WHAT YOU NEED TO DO
1 > List every city whose City Council endorsed the Central Coast Sanctuary effort, according to the marine sanctuary passage below.
2 > In the marine sanctuary passage below, when did Representative Lynn Woolsey's last attempted bill pass the House?
3 > Carry on the marine sanctuary passage below from the point where it stops.

That Central Coast Sanctuary effort was endorsed by the City Councils of San Luis Obispo, Morro Bay, Pismo Beach, Grover Beach, Paso Robles, and Atascadero, the Morro Coast Audubon Society, Northern Chumash Council, San Luis Obispo Area Coordinating Council, and the Pacific Fishery Management Council. Of primary concern: the reactivation of offshore oil leases. No extraction of oil, gas, or mineral resources is allowed within the waters of a National Marine Sanctuary.

The Bill to establish the Monterey Sanctuary made the cut; ours died. For the last fifteen years, there has been wide public support in San Luis Obispo County for the establishment of a sanctuary to protect the marine resources of our portion of the Central Coast.

"Over the last fifteen years, the need for a marine sanctuary for San Luis Obispo has only grown greater," says Santa Lucia Chapter Chair Karen Merriam. "With the ever-present pressure to resume offshore oil exploration, the need is urgent."

Recognizing that same need in her district, Representative Lynn Woolsey tried to bring several bills forward during the Bush administration to protect the coast of Sonoma County by extending the northern border of the Gulf of Farallones National Marine Sanctuary. Her last attempted bill passed the House in March 2008, but was never brought to a vote in the Senate.

RECORDED DATA
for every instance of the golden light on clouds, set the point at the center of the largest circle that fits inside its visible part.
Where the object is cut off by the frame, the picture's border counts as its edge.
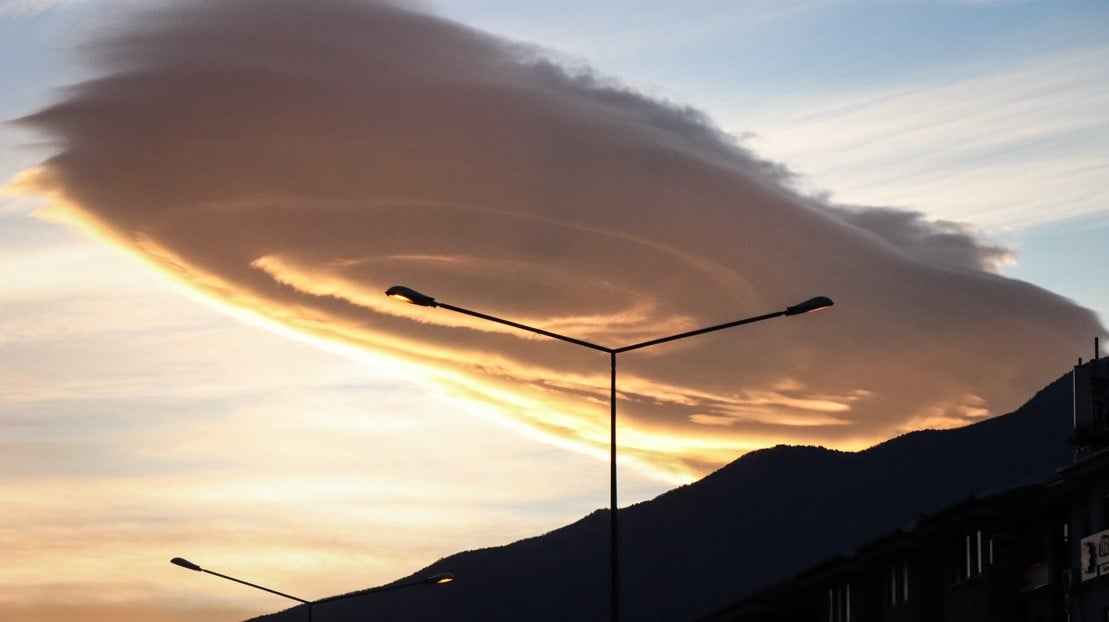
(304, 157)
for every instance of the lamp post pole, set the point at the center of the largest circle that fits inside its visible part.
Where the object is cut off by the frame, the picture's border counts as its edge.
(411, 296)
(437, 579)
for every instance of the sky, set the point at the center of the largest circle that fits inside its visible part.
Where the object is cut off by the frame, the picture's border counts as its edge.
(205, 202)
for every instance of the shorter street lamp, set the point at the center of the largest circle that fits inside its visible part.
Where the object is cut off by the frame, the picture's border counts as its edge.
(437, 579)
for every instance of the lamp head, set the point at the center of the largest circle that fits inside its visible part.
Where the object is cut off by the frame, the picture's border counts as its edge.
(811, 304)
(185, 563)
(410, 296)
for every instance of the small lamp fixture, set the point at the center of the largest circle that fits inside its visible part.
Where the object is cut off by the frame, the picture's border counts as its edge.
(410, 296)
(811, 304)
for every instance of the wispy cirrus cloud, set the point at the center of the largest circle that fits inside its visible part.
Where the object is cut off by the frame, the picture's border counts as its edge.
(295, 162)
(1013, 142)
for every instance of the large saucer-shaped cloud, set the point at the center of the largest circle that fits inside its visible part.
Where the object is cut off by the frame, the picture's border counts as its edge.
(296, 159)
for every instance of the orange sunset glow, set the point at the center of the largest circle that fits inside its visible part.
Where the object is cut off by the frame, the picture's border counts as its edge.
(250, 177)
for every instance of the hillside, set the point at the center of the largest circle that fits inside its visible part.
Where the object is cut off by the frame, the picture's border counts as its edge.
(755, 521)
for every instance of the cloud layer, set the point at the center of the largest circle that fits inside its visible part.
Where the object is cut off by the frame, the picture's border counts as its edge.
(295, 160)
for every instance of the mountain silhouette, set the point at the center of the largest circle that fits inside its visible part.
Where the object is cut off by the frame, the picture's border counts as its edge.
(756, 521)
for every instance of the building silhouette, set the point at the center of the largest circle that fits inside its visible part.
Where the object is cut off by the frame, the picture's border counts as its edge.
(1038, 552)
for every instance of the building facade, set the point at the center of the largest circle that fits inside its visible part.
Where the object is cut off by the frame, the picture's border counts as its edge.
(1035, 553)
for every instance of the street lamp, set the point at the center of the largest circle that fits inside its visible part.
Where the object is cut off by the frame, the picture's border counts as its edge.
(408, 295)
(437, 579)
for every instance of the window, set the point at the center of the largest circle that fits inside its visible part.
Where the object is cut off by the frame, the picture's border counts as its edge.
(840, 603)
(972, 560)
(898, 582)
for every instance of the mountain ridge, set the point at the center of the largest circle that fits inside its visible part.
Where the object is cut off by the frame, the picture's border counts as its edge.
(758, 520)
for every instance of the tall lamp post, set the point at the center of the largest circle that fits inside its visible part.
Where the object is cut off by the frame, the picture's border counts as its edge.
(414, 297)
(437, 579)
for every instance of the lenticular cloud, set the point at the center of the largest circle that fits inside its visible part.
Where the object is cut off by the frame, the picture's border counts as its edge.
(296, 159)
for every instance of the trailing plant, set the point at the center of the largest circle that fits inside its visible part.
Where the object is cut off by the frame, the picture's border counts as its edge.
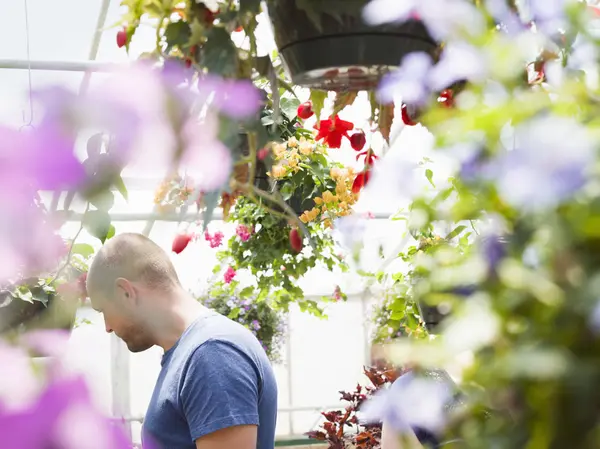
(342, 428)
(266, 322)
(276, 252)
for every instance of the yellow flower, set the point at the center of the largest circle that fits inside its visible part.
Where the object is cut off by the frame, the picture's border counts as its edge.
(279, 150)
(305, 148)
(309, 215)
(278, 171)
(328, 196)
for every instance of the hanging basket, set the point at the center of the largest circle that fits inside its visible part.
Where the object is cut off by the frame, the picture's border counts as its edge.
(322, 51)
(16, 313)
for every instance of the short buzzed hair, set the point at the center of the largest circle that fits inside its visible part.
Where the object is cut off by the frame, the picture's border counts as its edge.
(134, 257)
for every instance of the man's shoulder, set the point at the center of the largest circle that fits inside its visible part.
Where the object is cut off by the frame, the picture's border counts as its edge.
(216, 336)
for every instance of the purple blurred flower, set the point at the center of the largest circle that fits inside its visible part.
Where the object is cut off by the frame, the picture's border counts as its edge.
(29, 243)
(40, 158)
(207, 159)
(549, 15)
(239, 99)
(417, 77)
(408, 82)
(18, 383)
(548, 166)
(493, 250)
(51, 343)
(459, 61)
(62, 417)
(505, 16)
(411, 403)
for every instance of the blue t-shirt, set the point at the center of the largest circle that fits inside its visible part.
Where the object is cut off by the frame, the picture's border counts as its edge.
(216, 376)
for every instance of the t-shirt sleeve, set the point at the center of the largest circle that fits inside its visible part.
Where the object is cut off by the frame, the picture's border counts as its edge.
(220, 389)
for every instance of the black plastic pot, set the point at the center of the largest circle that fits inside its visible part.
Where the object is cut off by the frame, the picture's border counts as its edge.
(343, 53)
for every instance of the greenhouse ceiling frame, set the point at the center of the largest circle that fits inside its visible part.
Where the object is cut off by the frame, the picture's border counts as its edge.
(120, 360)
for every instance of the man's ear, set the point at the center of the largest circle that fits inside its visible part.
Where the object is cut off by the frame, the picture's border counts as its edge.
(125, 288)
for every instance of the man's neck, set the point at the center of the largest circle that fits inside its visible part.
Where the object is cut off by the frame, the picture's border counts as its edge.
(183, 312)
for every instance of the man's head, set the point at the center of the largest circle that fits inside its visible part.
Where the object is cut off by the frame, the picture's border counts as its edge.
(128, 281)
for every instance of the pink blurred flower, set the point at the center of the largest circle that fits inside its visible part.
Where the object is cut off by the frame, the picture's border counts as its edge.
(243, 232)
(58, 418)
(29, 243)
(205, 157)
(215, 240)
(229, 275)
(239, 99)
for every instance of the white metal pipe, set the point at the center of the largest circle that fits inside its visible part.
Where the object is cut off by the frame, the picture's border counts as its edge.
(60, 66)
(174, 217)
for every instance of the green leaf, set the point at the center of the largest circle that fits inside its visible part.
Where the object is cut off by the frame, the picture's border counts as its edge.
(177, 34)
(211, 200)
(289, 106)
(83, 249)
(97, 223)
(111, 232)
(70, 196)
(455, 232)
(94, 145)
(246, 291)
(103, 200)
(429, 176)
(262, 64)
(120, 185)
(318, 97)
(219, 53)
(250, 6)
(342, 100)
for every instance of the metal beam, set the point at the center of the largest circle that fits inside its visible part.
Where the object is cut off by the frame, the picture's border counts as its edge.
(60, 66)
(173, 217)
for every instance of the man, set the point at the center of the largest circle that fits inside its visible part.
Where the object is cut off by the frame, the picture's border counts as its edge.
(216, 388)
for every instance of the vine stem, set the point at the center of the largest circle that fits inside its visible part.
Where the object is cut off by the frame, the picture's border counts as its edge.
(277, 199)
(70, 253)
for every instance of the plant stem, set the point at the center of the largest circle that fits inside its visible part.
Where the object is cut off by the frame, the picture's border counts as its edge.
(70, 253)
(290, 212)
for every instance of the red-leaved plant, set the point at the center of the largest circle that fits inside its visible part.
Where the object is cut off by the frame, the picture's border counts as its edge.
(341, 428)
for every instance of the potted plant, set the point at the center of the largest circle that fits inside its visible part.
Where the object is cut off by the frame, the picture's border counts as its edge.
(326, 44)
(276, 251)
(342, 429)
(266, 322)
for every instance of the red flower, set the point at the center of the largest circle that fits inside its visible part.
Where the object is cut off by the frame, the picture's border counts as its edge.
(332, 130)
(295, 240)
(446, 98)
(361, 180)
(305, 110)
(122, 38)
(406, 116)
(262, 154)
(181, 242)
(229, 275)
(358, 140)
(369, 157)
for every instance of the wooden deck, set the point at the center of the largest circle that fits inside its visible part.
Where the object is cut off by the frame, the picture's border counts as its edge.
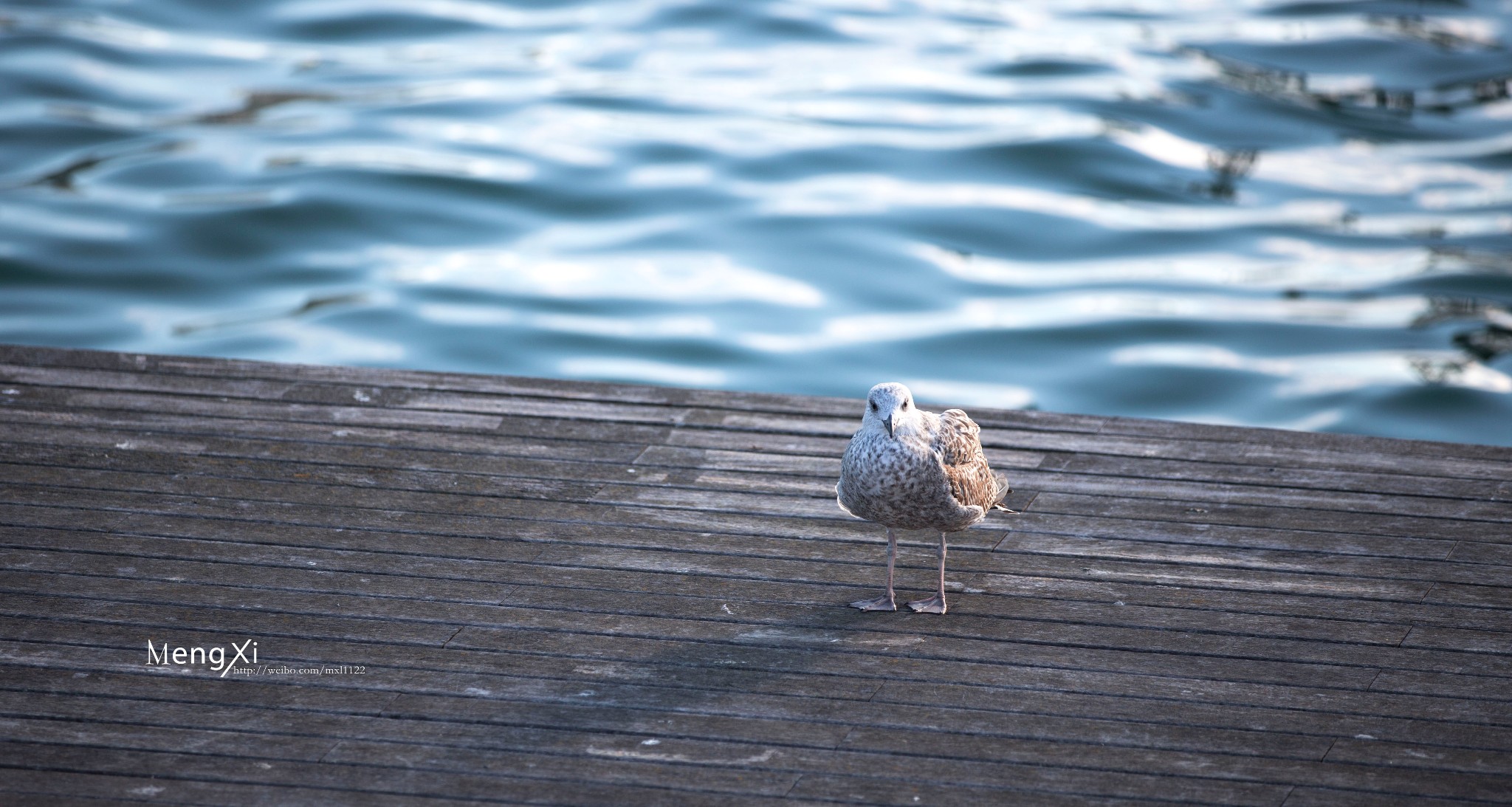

RESULTS OF THE EXERCISE
1 > San Luis Obispo, Morro Bay, Pismo Beach, Grover Beach, Paso Robles, Atascadero

2 > March 2008

3 >
Extension of the MBNMS would enhance public awareness and understanding of marine resources; support scientific research; allow local stakeholders to present a united position on matters of mutual concern (including oil and gas exploration and development, ocean dumping, marine mammal issues, cruise ship activities and other enterprises that use ocean resources); and facilitate a proactive approach to ocean protection.

The extension of the Monterey Bay National Marine Sanctuary to include SLO County as its southern unit would occur under a regime of a local Sanctuary Manager, a local Management Plan, and the creation of a local Sanctuary Advisory Committee. It can be accomplished in a much shorter timeframe and with fewer procedural requirements than the creation of a new, separate sanctuary.

It's twenty years overdue. Now is the time to get it done.

 

Own a business dependent on coastal tourism? Print this out, fill it in, and
send to the Sierra Club, P.O. Box 15755, San Luis Obispo, CA 93406

Monterey Bay National Marine Sanctuary Border Expansion Flyer (Pdf File)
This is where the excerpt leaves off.